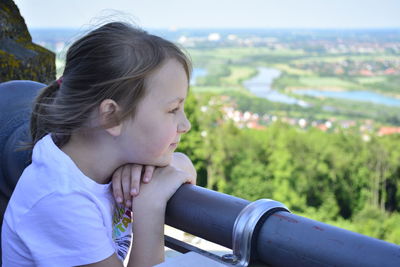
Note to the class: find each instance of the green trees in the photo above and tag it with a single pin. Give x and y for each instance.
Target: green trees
(333, 177)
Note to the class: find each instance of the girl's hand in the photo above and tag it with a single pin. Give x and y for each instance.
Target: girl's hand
(126, 182)
(155, 195)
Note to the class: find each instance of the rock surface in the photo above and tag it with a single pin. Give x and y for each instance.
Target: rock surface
(20, 59)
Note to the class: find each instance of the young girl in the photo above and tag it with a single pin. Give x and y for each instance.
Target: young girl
(120, 101)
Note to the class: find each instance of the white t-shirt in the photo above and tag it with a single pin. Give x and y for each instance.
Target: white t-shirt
(57, 216)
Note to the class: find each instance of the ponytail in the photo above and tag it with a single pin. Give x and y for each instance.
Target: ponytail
(40, 125)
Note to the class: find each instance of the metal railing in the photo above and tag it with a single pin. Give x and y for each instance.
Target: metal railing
(279, 238)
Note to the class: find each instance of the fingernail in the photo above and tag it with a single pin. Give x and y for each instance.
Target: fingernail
(133, 191)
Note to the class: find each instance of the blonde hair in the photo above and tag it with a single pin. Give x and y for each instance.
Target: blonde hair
(110, 62)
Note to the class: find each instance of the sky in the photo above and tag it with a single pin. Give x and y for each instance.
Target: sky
(176, 14)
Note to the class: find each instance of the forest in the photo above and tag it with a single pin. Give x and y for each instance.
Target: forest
(334, 177)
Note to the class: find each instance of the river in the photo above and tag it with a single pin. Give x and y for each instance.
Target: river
(260, 85)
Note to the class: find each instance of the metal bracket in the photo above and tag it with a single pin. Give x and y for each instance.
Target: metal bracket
(245, 225)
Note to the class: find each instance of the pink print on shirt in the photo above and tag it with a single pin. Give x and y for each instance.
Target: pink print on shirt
(122, 230)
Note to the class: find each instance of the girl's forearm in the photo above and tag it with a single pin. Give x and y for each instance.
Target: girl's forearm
(148, 238)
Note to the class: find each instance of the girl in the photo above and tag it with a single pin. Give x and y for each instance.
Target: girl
(120, 101)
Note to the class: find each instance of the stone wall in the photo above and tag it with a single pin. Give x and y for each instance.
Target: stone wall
(20, 59)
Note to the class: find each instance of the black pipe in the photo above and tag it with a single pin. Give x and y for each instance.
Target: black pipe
(283, 239)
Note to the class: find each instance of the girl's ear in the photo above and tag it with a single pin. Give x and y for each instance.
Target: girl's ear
(108, 115)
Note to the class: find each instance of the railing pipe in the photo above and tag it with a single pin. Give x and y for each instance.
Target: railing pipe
(283, 239)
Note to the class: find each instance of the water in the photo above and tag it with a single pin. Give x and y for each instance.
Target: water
(260, 86)
(363, 96)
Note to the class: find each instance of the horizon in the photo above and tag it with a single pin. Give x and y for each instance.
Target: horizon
(210, 14)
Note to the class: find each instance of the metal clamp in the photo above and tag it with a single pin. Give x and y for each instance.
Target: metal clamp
(245, 225)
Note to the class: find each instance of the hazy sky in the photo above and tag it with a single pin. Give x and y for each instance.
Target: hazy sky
(217, 13)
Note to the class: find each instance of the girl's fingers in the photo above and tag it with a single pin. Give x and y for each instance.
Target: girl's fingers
(116, 186)
(148, 173)
(126, 184)
(136, 173)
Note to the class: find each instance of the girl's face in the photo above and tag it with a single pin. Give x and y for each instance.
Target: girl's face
(154, 133)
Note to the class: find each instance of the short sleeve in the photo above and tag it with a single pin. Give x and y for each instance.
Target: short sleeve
(65, 230)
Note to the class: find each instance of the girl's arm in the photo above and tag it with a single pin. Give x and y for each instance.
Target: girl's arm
(148, 215)
(127, 178)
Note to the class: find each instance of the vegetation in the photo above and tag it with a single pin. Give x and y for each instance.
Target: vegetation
(333, 177)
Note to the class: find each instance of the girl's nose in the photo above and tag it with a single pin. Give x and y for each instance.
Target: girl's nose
(184, 126)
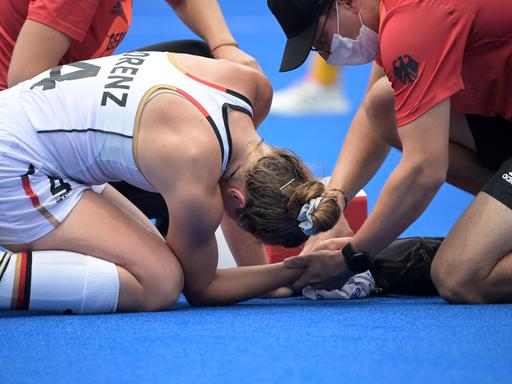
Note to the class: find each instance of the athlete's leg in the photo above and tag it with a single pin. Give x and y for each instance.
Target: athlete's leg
(115, 197)
(149, 273)
(474, 263)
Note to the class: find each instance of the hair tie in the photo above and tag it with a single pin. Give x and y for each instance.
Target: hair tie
(287, 184)
(305, 220)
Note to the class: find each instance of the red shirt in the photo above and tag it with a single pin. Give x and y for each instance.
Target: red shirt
(96, 26)
(435, 49)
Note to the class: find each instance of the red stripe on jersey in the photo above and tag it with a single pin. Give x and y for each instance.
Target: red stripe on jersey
(223, 89)
(29, 192)
(193, 101)
(22, 280)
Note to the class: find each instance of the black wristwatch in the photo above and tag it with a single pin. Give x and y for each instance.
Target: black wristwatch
(357, 261)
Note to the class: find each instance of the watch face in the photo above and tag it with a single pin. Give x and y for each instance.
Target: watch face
(359, 262)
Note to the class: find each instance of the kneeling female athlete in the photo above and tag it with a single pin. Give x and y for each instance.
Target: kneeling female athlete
(181, 125)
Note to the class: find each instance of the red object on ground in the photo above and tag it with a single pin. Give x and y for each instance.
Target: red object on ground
(356, 213)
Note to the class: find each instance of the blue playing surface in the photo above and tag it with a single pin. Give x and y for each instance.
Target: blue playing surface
(376, 340)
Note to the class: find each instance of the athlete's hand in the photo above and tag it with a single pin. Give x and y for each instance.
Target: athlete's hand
(236, 55)
(326, 270)
(278, 293)
(318, 242)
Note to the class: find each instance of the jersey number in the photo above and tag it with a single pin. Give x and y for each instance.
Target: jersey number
(84, 71)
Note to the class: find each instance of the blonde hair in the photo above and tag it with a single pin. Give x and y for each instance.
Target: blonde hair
(277, 186)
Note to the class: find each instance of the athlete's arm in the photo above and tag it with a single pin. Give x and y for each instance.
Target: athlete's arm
(361, 156)
(195, 216)
(244, 247)
(37, 49)
(205, 18)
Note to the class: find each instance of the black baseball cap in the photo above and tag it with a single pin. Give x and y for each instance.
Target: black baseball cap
(299, 20)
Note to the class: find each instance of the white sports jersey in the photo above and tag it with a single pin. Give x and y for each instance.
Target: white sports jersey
(87, 113)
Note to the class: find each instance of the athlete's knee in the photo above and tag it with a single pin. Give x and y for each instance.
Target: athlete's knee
(456, 285)
(162, 285)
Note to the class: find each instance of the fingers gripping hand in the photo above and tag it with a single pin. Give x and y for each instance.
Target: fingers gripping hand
(323, 268)
(331, 244)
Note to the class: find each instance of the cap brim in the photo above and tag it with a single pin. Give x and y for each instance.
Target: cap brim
(297, 48)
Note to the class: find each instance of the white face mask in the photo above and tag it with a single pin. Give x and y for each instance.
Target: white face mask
(346, 51)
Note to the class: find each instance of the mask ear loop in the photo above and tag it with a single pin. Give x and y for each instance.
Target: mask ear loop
(337, 18)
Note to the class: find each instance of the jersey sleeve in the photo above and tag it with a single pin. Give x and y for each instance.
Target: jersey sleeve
(73, 18)
(422, 51)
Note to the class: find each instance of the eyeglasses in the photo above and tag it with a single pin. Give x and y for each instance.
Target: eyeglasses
(251, 151)
(322, 43)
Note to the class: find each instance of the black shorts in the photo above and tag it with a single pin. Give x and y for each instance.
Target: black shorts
(493, 141)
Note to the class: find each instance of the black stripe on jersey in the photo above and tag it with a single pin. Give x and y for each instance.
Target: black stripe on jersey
(28, 281)
(4, 262)
(219, 138)
(240, 96)
(225, 111)
(84, 130)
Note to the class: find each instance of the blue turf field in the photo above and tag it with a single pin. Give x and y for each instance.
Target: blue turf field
(390, 340)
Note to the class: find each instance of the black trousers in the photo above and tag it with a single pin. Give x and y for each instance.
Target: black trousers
(153, 204)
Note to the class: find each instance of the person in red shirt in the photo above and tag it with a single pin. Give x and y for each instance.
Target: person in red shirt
(439, 90)
(39, 34)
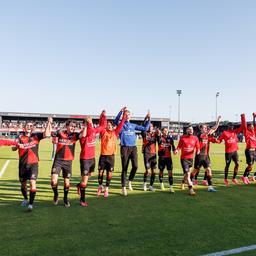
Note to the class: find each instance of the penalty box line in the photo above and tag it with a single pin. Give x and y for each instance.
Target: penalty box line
(233, 251)
(4, 168)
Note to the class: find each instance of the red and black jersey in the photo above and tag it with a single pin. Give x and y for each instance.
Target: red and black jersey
(204, 141)
(187, 145)
(165, 145)
(66, 144)
(88, 142)
(4, 142)
(250, 135)
(28, 153)
(149, 142)
(230, 138)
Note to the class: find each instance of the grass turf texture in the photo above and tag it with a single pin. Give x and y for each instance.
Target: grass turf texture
(144, 223)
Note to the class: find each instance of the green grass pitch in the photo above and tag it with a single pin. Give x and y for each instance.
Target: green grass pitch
(144, 223)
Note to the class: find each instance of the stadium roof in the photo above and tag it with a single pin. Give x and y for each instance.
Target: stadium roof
(68, 116)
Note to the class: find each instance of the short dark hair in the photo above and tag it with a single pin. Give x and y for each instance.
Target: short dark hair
(69, 121)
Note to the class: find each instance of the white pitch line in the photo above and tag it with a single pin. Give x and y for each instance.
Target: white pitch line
(233, 251)
(4, 168)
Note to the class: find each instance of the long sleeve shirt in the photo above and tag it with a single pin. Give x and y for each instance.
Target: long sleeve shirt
(127, 134)
(250, 135)
(230, 138)
(88, 142)
(187, 145)
(7, 142)
(108, 140)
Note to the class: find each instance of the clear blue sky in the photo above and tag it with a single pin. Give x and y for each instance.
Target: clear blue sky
(83, 56)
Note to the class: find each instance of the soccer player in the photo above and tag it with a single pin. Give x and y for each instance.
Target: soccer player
(203, 158)
(149, 156)
(27, 145)
(107, 154)
(230, 138)
(249, 131)
(67, 139)
(128, 147)
(188, 144)
(4, 142)
(54, 146)
(165, 146)
(87, 155)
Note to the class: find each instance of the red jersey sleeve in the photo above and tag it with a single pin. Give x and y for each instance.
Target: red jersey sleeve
(90, 129)
(102, 124)
(197, 145)
(179, 145)
(119, 127)
(8, 143)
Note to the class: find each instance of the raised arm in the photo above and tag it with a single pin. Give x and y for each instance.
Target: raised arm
(121, 124)
(197, 146)
(254, 121)
(243, 126)
(117, 119)
(145, 126)
(48, 130)
(215, 127)
(4, 142)
(102, 123)
(88, 128)
(173, 146)
(178, 147)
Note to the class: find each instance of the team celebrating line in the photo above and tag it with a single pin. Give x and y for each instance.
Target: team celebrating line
(194, 148)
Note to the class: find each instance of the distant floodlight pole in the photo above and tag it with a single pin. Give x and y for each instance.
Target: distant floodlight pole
(216, 113)
(179, 92)
(170, 112)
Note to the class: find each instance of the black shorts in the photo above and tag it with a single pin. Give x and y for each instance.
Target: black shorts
(28, 172)
(107, 163)
(250, 155)
(231, 156)
(201, 160)
(165, 162)
(64, 165)
(186, 164)
(149, 161)
(87, 166)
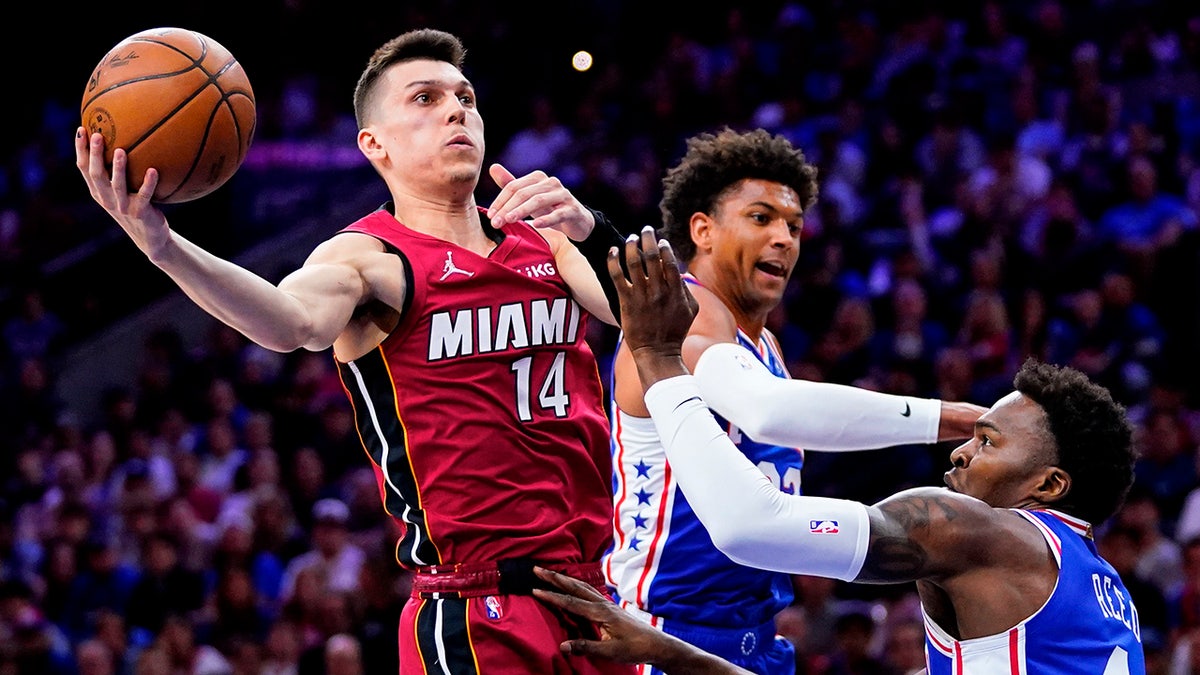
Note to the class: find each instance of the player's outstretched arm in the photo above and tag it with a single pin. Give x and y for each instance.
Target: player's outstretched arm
(622, 637)
(822, 416)
(307, 310)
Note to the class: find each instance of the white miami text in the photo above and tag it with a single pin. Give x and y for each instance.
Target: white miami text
(480, 330)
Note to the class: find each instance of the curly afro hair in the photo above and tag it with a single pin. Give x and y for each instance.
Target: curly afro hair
(1092, 435)
(714, 162)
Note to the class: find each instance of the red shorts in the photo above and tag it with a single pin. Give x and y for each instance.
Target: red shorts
(493, 634)
(477, 619)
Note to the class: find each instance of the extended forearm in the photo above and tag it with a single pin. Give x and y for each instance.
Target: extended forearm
(817, 416)
(745, 513)
(240, 298)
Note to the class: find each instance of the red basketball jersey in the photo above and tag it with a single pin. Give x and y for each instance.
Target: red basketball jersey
(483, 411)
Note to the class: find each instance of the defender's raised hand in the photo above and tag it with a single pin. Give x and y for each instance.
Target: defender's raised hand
(540, 197)
(623, 637)
(657, 308)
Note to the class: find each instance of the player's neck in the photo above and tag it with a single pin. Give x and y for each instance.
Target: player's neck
(749, 317)
(457, 223)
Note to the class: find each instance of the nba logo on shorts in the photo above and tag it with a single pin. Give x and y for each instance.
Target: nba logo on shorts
(493, 607)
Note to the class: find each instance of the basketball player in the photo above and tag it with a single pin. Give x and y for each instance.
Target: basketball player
(733, 208)
(1003, 557)
(459, 333)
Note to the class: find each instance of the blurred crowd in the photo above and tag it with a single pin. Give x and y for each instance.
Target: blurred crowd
(999, 179)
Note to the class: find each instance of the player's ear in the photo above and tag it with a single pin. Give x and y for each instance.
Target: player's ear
(370, 145)
(701, 227)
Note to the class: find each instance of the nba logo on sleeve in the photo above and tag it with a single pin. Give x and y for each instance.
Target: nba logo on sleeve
(823, 526)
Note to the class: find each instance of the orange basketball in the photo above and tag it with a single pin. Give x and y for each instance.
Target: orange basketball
(177, 101)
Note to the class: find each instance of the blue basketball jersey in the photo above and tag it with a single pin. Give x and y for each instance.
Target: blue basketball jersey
(663, 563)
(1089, 623)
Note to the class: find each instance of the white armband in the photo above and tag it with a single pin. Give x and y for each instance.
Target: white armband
(817, 416)
(745, 514)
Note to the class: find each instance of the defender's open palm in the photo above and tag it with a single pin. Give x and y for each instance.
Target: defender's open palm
(657, 308)
(540, 197)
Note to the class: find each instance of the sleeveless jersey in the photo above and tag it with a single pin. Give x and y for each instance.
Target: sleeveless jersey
(663, 561)
(1089, 623)
(483, 411)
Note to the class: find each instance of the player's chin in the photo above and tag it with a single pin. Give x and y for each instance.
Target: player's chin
(951, 481)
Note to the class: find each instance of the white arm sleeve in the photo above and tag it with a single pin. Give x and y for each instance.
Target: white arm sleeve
(745, 514)
(817, 416)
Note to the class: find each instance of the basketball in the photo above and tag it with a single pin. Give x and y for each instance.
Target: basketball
(174, 100)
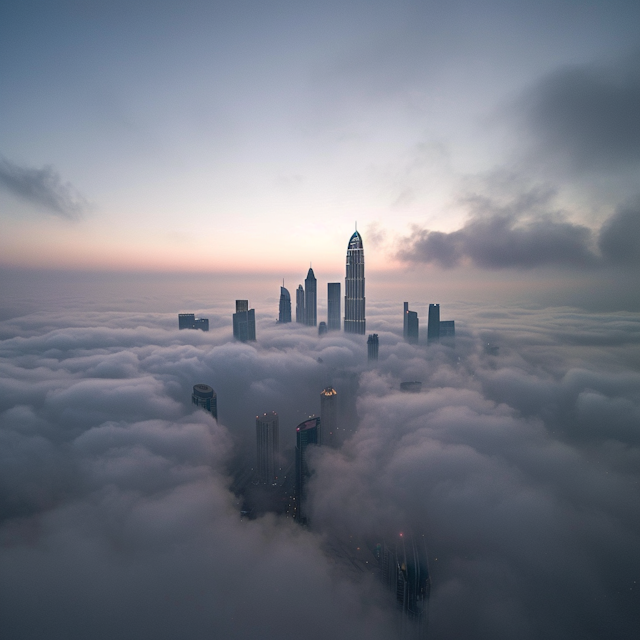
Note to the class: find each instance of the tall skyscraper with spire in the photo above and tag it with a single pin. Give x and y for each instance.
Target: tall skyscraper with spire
(300, 304)
(284, 314)
(311, 299)
(354, 301)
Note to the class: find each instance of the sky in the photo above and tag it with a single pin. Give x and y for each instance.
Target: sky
(163, 157)
(251, 137)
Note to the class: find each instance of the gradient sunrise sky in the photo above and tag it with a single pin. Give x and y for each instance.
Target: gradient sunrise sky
(245, 136)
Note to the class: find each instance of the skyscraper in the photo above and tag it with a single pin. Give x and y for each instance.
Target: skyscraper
(354, 301)
(307, 433)
(372, 347)
(410, 325)
(310, 299)
(300, 305)
(329, 416)
(268, 447)
(284, 310)
(333, 306)
(433, 328)
(206, 398)
(244, 322)
(189, 321)
(405, 572)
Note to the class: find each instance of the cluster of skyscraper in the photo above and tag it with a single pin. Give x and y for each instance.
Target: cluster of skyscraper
(354, 301)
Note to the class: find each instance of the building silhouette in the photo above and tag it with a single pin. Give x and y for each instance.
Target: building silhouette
(447, 329)
(268, 447)
(372, 347)
(433, 327)
(206, 398)
(405, 572)
(300, 305)
(333, 306)
(244, 322)
(307, 433)
(329, 416)
(410, 325)
(284, 310)
(354, 300)
(189, 321)
(310, 299)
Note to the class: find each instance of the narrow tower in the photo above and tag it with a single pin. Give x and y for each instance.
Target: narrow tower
(311, 299)
(354, 319)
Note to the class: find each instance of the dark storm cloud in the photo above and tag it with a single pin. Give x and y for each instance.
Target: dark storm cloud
(44, 188)
(585, 116)
(520, 466)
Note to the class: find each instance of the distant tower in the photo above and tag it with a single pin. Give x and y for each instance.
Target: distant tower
(244, 322)
(354, 301)
(300, 304)
(284, 314)
(372, 347)
(310, 299)
(405, 572)
(329, 416)
(206, 398)
(333, 306)
(268, 447)
(410, 325)
(307, 433)
(433, 327)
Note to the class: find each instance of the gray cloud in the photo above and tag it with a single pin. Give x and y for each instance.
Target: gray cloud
(44, 188)
(585, 117)
(521, 469)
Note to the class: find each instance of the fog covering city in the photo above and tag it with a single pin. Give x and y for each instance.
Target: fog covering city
(519, 461)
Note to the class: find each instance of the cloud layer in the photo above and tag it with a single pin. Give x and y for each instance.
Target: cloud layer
(519, 462)
(44, 188)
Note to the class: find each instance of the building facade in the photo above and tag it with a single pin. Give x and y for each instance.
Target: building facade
(329, 416)
(268, 447)
(372, 347)
(311, 299)
(205, 397)
(433, 327)
(333, 306)
(284, 309)
(354, 299)
(300, 305)
(411, 325)
(307, 433)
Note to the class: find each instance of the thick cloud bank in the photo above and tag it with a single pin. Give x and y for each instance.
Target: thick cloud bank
(519, 460)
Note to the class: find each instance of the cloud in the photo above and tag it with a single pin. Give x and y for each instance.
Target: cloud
(519, 465)
(44, 188)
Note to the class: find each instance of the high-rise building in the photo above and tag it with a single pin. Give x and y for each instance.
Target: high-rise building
(372, 347)
(310, 299)
(189, 321)
(405, 572)
(206, 398)
(333, 306)
(447, 329)
(433, 328)
(284, 311)
(354, 300)
(329, 416)
(307, 433)
(410, 325)
(244, 322)
(268, 447)
(300, 305)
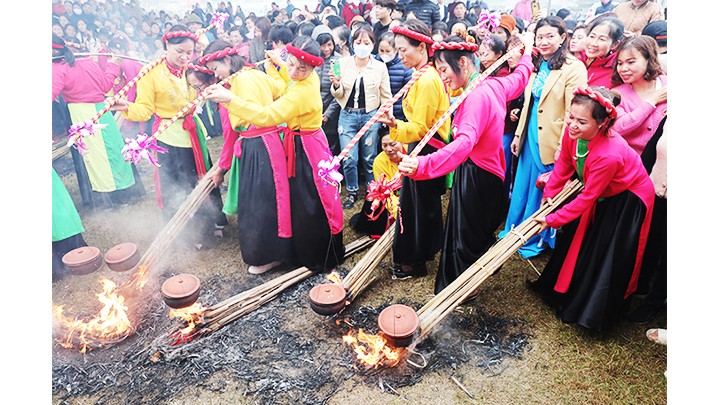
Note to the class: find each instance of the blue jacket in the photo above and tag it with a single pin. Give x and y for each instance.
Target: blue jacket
(399, 75)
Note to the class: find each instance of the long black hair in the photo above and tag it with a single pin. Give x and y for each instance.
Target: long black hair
(452, 57)
(60, 49)
(558, 59)
(236, 61)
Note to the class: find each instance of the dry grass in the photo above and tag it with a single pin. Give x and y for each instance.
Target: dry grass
(564, 363)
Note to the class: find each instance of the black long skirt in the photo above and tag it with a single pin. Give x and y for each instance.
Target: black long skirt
(596, 296)
(476, 210)
(314, 246)
(257, 209)
(418, 234)
(178, 178)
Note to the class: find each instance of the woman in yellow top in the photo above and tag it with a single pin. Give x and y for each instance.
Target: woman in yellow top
(317, 217)
(255, 158)
(420, 237)
(163, 92)
(385, 166)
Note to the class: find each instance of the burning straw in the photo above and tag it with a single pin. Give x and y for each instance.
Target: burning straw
(208, 320)
(112, 324)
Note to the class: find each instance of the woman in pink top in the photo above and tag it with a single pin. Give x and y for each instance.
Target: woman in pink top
(597, 257)
(477, 202)
(643, 91)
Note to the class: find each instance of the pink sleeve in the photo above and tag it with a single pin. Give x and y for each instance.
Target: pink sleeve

_ _ _ _

All that is needed is the exact run of lines above from the line containing "Target: forest" through the line containing "Note to the class: find each instance of the pink print", both of them included.

_Output of the task_
Target: forest
(334, 177)
Note to the class: find each instance of the river in the photo above and tag it with a single pin. Give x and y for each instance.
Target: river
(260, 85)
Note to the class: find each instance of the metal bracket in the photo above and tag it with a single pin. Give x and y for each instance.
Target: metal bracket
(245, 225)
Note to the class: find each instance of the pink print on shirt in the photo above and tag it with a single pin. Give x and y for each instance.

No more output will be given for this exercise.